## [The problem]
Convert the lines from the one containing "Target: tall grass" through the one containing "355 5 L 273", both included, into a JSON list of strings with one string per line, omitting blank lines.

## [Entries]

───

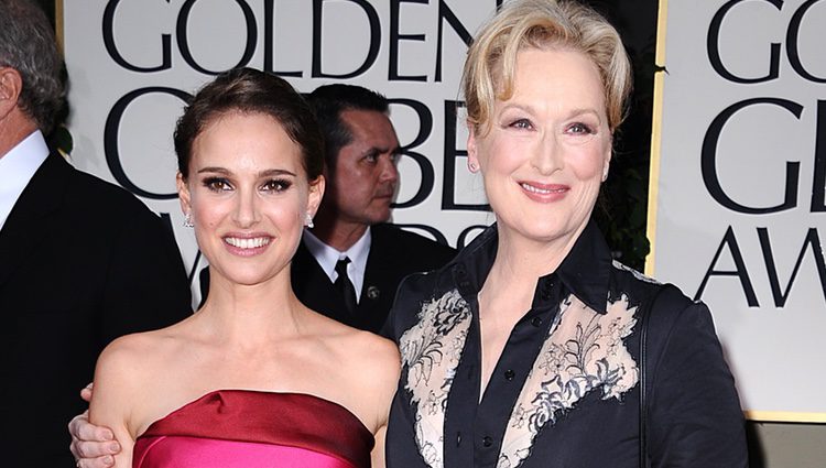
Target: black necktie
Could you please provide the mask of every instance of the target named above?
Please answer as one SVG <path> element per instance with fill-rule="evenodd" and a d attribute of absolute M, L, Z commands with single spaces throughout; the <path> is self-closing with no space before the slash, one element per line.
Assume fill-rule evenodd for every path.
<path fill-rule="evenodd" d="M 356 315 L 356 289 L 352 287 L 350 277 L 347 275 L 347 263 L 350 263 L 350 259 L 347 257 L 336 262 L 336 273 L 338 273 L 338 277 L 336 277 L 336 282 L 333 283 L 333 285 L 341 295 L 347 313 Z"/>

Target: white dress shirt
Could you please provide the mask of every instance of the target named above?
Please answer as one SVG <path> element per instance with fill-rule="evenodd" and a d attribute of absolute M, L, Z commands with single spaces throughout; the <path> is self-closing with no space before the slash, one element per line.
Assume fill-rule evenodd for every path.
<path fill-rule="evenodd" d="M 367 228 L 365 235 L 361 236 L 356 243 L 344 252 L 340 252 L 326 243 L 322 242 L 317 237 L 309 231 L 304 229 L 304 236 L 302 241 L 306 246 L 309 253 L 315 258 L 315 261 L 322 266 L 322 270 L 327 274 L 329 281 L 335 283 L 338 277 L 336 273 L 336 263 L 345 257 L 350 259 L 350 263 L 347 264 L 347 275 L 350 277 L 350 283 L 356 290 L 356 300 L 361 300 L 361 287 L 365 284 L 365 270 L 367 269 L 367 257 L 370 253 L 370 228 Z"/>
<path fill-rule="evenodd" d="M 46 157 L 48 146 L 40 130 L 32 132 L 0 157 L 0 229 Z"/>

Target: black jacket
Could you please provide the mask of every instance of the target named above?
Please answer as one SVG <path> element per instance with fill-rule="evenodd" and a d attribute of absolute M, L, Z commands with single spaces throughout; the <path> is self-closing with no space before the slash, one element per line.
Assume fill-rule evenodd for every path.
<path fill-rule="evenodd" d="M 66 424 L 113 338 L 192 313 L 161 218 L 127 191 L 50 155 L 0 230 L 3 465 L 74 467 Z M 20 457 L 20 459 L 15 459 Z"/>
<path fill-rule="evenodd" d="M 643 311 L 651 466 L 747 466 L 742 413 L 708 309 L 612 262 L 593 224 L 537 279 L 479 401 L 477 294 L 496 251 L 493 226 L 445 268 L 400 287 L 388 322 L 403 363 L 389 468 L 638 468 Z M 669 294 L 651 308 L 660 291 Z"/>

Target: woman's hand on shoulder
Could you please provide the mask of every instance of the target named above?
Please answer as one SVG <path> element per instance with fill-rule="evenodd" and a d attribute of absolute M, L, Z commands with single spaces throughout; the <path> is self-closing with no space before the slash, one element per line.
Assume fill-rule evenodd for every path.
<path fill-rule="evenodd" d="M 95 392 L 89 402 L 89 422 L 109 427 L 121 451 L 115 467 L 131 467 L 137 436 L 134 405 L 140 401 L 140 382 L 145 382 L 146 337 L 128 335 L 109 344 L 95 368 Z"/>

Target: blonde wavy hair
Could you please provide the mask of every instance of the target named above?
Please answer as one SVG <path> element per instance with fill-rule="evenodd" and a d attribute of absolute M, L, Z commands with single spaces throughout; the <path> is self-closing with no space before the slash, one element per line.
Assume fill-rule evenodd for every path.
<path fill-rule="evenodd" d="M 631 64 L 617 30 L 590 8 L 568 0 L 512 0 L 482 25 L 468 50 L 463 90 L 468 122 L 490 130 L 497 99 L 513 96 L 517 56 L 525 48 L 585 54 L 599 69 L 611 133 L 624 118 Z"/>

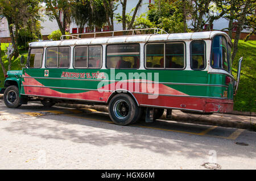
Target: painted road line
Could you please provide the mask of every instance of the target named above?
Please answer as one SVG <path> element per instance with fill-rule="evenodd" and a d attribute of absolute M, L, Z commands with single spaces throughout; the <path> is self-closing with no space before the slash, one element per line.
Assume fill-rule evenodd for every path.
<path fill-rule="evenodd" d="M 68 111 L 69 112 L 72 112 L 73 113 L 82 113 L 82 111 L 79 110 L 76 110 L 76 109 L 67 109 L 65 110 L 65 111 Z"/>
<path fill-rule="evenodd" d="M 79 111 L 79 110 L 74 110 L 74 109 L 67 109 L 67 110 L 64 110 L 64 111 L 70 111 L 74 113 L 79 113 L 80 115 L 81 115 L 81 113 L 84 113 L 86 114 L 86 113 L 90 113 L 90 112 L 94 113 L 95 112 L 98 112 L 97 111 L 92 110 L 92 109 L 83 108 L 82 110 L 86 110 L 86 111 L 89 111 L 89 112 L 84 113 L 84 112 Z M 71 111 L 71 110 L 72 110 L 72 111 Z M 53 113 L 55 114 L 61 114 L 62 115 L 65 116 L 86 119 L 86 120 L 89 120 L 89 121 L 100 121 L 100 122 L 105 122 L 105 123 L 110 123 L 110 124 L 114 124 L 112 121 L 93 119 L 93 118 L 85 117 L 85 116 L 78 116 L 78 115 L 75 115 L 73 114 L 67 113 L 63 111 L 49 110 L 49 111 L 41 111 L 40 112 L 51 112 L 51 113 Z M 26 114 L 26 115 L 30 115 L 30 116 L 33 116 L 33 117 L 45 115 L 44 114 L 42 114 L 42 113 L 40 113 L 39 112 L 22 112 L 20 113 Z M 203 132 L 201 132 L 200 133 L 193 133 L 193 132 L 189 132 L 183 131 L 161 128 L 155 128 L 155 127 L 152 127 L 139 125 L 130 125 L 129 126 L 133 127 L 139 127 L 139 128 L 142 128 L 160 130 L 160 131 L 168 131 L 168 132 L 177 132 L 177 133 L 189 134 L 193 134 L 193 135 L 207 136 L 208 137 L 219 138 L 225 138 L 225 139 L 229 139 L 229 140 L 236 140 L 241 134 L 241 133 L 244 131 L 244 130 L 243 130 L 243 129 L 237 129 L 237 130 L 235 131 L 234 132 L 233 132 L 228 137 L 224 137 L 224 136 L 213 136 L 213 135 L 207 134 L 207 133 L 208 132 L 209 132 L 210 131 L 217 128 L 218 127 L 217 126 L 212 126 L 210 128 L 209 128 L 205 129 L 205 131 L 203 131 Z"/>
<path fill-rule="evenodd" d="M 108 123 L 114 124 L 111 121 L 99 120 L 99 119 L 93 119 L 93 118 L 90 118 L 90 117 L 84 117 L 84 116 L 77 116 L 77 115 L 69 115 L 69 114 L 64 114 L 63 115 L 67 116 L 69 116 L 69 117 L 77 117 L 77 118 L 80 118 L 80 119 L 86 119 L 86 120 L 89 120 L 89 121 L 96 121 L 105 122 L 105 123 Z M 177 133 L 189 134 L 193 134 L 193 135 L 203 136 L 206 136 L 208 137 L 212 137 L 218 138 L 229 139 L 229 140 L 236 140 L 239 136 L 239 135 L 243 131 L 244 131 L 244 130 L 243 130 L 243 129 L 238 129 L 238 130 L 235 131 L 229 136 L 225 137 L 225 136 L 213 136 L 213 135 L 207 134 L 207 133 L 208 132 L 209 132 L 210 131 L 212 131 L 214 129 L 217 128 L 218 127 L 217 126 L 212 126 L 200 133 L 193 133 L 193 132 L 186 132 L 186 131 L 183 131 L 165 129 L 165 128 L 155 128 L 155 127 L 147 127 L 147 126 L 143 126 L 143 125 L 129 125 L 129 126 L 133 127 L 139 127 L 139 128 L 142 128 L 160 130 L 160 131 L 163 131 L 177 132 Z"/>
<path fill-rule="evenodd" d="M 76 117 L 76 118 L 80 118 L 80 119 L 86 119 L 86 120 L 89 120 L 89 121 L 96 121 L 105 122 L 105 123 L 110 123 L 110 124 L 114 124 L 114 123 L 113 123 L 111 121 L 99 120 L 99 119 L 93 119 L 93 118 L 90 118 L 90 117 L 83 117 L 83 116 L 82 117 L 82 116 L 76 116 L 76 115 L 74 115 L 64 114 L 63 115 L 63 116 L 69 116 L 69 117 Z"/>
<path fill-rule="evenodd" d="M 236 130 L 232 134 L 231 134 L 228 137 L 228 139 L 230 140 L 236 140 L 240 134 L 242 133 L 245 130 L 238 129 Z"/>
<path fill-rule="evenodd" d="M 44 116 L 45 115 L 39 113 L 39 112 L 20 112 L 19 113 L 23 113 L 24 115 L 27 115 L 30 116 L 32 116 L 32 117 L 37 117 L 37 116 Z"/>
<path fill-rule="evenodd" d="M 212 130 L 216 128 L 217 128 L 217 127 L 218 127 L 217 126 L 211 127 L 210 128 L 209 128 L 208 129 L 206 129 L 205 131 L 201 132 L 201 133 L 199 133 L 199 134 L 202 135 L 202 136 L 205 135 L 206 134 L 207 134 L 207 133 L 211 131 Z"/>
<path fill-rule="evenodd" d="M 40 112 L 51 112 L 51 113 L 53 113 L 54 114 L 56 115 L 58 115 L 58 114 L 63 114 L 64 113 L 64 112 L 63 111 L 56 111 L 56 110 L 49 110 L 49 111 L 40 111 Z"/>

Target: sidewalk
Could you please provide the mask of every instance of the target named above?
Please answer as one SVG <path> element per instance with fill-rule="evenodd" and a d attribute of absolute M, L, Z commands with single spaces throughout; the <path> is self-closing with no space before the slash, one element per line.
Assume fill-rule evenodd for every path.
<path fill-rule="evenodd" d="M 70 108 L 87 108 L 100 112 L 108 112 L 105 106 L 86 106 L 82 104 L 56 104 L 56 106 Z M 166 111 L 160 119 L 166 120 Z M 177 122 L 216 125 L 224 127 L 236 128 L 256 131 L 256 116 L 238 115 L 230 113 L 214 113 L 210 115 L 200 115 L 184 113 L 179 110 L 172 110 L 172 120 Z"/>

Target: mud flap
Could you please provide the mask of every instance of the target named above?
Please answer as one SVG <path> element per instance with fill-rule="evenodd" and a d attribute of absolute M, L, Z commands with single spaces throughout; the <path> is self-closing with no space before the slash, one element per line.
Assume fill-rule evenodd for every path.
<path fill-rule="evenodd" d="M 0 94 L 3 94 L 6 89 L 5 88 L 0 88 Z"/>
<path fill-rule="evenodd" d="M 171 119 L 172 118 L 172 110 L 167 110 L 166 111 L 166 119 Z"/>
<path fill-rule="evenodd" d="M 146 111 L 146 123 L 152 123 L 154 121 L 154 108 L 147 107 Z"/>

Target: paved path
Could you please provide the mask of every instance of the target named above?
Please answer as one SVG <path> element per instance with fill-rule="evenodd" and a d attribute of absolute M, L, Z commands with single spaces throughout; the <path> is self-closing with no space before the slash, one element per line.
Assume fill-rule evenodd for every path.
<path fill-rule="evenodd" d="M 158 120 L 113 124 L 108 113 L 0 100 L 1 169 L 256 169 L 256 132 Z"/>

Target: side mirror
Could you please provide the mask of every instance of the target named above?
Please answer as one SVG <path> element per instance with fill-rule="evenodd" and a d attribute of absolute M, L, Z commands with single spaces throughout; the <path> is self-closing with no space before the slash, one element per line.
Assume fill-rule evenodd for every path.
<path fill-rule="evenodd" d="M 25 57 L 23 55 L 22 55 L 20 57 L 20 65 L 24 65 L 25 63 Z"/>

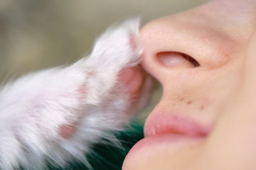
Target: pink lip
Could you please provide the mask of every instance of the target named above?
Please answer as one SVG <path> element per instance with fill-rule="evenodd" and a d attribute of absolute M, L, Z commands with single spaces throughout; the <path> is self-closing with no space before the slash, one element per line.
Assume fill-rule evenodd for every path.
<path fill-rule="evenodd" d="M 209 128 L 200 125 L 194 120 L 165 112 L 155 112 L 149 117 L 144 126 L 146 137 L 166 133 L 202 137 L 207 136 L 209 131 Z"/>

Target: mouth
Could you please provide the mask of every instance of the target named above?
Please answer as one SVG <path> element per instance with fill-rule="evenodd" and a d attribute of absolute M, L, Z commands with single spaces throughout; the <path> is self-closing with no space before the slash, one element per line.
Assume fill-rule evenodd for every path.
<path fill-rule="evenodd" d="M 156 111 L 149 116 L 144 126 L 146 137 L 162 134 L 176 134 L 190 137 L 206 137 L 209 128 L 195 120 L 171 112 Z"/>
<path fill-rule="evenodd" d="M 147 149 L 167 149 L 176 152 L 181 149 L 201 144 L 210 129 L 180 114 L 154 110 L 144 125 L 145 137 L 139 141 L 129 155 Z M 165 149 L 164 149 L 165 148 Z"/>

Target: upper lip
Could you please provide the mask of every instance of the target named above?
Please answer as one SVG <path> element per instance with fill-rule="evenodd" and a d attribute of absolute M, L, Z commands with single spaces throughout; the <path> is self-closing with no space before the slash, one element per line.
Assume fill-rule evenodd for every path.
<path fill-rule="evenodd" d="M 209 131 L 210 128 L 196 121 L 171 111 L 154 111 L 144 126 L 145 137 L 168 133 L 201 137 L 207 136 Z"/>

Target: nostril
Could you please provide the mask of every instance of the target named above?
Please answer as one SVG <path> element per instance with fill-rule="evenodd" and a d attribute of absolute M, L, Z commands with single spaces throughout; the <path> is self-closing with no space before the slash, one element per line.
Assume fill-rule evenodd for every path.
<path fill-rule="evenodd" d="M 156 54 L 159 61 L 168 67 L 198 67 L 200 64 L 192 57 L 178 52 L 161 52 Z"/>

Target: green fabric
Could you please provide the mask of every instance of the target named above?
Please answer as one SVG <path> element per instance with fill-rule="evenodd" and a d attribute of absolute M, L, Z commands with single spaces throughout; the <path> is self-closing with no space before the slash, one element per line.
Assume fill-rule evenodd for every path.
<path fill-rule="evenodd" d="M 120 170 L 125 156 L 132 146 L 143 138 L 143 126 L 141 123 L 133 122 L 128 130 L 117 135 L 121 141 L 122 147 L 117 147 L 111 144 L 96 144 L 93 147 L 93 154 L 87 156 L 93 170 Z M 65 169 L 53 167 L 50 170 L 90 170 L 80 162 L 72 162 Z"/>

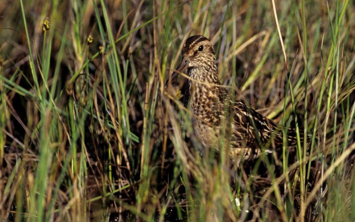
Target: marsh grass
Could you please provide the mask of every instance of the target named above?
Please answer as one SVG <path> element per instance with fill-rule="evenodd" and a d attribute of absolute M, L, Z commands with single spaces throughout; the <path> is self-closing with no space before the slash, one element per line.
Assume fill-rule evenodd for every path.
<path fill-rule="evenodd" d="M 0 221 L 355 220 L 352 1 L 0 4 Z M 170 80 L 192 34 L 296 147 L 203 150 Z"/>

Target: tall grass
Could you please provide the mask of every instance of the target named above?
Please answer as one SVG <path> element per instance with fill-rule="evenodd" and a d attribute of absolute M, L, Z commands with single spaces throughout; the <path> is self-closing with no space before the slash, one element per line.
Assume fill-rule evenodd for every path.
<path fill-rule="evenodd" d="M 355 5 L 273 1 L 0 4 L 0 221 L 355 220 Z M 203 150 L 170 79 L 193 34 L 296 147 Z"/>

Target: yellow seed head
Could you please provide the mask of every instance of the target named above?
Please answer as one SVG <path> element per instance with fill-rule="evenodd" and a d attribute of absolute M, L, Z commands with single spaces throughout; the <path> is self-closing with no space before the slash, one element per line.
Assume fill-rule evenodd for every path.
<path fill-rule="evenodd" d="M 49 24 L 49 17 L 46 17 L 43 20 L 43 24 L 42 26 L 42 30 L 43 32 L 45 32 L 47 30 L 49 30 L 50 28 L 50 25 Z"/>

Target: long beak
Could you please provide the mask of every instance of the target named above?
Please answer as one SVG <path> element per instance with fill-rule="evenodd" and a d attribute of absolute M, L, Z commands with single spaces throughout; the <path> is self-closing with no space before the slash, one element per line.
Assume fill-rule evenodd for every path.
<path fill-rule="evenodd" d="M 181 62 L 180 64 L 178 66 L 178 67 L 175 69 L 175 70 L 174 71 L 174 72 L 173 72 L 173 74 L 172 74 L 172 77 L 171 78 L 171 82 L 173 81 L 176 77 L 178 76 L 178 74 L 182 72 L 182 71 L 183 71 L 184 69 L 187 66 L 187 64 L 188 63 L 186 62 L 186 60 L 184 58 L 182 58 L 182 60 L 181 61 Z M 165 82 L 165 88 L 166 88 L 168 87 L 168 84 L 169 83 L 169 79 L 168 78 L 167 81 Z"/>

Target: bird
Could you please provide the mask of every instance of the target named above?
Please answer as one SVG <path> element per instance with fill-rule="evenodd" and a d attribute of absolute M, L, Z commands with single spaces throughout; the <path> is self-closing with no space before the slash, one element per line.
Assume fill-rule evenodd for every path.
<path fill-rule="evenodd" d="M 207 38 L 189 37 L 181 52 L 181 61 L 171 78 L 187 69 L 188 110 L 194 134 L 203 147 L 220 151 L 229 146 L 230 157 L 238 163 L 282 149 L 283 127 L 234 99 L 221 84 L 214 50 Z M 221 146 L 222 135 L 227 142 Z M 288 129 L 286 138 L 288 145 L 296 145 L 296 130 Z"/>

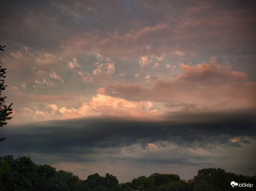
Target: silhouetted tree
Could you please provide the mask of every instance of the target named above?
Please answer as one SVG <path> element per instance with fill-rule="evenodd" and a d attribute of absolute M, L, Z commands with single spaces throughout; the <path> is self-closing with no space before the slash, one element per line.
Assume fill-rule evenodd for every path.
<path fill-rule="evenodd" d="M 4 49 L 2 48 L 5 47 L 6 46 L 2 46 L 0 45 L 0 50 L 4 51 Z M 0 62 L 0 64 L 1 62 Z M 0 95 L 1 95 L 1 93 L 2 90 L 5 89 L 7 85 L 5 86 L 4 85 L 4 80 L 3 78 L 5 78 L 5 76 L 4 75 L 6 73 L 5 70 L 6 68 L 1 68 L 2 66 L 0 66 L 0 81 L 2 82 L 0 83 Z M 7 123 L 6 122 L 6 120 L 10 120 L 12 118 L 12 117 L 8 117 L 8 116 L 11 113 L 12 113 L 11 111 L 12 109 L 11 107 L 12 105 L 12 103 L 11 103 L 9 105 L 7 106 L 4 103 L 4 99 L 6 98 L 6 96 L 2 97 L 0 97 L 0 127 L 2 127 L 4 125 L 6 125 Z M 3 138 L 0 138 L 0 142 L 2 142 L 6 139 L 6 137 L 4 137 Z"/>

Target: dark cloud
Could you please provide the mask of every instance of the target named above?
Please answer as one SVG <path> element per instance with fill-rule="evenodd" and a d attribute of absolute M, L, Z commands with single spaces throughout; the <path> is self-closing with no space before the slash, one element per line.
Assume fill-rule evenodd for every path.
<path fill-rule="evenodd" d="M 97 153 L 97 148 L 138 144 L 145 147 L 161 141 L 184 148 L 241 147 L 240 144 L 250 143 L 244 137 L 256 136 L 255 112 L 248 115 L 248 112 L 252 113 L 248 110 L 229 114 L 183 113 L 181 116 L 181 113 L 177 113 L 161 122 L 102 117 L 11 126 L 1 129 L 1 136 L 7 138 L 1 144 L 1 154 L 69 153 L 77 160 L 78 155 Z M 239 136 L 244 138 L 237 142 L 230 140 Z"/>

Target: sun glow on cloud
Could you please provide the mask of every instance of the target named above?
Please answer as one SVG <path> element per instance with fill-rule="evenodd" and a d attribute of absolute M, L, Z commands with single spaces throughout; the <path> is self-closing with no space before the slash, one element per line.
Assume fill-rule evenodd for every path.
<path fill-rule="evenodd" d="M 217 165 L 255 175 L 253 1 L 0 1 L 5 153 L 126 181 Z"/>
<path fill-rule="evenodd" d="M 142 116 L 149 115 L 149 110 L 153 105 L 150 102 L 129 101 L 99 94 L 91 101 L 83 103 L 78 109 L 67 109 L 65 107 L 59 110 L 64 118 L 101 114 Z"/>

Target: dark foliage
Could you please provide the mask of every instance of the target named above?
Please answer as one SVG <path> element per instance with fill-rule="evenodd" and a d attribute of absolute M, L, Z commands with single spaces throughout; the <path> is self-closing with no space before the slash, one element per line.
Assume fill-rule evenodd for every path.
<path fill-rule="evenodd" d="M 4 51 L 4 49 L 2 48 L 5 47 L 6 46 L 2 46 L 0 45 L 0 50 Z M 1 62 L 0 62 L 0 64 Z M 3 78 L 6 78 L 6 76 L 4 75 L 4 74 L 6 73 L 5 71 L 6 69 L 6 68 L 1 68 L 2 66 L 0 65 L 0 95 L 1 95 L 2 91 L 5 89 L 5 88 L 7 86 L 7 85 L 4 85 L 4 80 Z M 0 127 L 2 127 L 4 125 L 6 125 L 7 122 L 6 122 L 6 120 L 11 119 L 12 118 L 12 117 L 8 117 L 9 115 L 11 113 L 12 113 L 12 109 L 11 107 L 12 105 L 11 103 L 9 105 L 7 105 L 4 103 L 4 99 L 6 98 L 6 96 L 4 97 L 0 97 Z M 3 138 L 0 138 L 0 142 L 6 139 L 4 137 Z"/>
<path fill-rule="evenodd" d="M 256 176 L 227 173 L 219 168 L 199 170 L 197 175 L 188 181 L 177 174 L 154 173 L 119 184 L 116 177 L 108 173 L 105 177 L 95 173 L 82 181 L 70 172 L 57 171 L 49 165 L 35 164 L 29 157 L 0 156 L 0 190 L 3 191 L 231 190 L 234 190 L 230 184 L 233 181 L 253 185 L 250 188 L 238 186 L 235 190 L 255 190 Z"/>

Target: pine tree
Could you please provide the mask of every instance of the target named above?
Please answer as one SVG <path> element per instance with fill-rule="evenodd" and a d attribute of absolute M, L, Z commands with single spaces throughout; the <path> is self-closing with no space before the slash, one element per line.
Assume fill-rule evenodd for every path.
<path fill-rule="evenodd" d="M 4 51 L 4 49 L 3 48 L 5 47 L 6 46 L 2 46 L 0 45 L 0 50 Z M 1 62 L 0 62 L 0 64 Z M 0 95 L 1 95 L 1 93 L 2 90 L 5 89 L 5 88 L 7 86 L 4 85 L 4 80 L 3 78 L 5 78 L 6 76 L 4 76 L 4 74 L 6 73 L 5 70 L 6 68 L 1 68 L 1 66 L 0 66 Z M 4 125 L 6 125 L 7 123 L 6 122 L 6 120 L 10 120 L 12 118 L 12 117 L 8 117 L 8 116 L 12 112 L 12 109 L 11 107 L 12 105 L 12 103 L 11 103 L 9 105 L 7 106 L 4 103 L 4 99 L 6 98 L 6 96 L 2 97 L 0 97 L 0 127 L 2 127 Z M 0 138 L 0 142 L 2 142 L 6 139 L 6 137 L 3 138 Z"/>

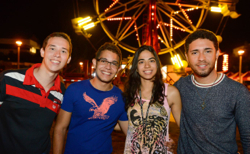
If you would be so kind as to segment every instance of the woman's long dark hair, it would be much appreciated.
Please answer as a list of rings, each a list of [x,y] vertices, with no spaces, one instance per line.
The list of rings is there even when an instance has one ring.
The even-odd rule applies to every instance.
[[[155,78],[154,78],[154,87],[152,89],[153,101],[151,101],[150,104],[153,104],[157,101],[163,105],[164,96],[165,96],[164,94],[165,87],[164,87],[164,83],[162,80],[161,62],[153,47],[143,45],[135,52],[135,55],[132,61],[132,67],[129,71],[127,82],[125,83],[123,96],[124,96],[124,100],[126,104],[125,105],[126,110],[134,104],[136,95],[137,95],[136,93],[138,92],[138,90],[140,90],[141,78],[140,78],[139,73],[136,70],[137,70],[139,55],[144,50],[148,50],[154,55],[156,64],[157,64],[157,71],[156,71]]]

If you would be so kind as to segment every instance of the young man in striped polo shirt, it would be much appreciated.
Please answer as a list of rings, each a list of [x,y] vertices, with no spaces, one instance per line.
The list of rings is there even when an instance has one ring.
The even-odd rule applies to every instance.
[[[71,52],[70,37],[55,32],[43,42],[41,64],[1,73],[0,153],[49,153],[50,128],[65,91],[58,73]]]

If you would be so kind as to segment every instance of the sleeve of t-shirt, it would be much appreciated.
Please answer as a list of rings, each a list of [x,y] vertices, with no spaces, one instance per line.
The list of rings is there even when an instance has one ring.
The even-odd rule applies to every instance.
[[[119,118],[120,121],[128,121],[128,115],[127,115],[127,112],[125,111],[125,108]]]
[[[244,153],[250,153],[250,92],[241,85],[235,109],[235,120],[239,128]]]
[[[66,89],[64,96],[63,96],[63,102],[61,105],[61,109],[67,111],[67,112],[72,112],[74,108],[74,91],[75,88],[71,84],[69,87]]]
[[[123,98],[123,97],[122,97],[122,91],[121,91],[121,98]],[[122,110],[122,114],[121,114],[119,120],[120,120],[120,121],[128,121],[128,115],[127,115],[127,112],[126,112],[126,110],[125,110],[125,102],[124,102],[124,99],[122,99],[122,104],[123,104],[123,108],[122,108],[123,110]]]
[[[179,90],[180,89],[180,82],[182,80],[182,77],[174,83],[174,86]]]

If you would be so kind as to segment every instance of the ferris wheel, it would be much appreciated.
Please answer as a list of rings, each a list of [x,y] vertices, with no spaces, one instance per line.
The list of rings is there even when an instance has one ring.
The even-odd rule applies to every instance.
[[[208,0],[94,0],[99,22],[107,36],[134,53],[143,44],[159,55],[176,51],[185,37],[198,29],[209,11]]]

───

## [Full output]
[
  "Target: tall grass",
  "Could you please provide the mask of every instance of the target named above?",
  "Please answer as one SVG <path> element per instance with fill-rule=\"evenodd\" and a d attribute of absolute M, L, Z commands with single spaces throughout; the <path> is self-closing with no space before the slash, one element per line.",
  "Assume fill-rule evenodd for every path.",
  "<path fill-rule=\"evenodd\" d=\"M 355 5 L 273 1 L 0 4 L 0 221 L 355 220 Z M 203 150 L 170 79 L 193 34 L 296 147 Z\"/>"
]